Point labeling examples
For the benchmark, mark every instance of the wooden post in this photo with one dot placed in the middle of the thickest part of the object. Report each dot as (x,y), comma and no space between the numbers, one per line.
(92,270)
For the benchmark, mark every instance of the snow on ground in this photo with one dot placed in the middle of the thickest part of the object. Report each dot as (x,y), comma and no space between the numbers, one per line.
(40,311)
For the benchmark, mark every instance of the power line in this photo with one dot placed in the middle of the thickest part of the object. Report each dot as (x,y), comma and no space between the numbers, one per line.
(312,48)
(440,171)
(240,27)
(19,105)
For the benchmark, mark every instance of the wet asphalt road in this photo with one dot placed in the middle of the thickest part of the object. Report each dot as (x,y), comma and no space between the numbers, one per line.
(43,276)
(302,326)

WHAT TO WORK ON:
Quote only the lines from the line containing "For the benchmark, mark every instance of the power" through the end of the entries, keeping the first and the last.

EXERCISE SOLUTION:
For the benchmark, mark every instance of the power line in this photo with one dot placed in the middle of the thickest part of the object. Report each dot as (x,y), comma and no space between the numbers, one per line.
(312,48)
(440,171)
(240,27)
(19,105)
For the benchmark, mark every instance of the wet asphalt road in this photo with one dot placed in the middle of the thickest part of the object. Report each dot as (x,y), comma and no space between the numbers, one per line.
(43,276)
(302,326)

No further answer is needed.